■ Instruction
Convert the entries below into a Markdown table with two columns, Row and Text. Give each line a row number, and leave out blank lines.

Data items
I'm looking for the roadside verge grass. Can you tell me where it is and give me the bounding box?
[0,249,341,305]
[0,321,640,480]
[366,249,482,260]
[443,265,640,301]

■ Expected answer
| Row | Text |
|---|---|
| 1 | I'm looking for the roadside verge grass. Can you tell me where it is and give me the bounding box? |
| 2 | [0,249,341,305] |
| 3 | [0,321,640,480] |
| 4 | [366,249,482,260] |
| 5 | [443,265,640,301] |